[Pointing dataset excerpts]
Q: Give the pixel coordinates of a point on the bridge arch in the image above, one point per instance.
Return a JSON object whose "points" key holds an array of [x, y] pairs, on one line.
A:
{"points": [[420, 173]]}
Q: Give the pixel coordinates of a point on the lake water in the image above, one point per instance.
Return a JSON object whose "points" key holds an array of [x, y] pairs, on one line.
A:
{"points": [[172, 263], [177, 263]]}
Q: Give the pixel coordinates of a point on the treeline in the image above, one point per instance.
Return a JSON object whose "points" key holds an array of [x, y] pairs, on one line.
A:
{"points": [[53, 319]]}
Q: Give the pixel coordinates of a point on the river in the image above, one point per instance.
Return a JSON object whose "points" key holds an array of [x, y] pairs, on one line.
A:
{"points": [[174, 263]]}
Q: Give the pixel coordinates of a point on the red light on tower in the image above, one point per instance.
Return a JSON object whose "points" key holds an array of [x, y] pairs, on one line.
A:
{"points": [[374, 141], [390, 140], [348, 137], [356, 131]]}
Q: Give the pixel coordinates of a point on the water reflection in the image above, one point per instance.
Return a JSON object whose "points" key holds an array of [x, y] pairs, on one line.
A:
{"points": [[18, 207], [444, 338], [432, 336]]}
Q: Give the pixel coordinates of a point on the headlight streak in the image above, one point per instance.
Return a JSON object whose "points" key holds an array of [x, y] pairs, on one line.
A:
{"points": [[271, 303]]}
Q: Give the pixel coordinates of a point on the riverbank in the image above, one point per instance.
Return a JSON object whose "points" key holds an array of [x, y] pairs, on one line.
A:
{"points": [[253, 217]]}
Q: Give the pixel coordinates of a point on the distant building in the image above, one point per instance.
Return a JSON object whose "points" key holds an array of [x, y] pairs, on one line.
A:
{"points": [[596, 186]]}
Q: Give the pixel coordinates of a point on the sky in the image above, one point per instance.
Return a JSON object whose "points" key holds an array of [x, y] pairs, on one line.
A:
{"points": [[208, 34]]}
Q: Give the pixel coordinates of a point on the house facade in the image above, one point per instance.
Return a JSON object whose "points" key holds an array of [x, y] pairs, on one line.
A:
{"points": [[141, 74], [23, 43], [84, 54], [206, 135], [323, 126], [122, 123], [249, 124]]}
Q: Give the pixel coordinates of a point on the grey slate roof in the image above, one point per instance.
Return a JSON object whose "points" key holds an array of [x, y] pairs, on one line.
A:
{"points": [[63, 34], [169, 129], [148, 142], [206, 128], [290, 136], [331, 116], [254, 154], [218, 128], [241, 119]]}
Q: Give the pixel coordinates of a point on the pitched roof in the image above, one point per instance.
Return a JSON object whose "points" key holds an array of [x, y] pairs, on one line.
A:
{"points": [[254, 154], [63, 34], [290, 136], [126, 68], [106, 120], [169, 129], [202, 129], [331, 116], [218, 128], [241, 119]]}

**PROBLEM DETAILS**
Copy out word for word the lines of the listing from the one holding "Q: Give the pixel coordinates of a point on the grey" through the end of the listing, both included.

**COMPLETE ANSWER**
Q: Give the pixel coordinates of a point on the grey slate roof in the image above, one point per instance.
Return a JSON object whose "points" key holds an array of [x, y] pairs, on one line.
A:
{"points": [[63, 34], [169, 129], [148, 142], [206, 128], [290, 136], [331, 116], [254, 154], [218, 128], [241, 119]]}
Q: Give the pixel coordinates of a point on the pitched roof in the image above, one point per instance.
Return a JSON object whose "points" key holds an array of [x, y] pairs, on one line.
A:
{"points": [[254, 154], [63, 34], [290, 136], [126, 68], [106, 120], [169, 129], [202, 129], [331, 116], [218, 128], [241, 119]]}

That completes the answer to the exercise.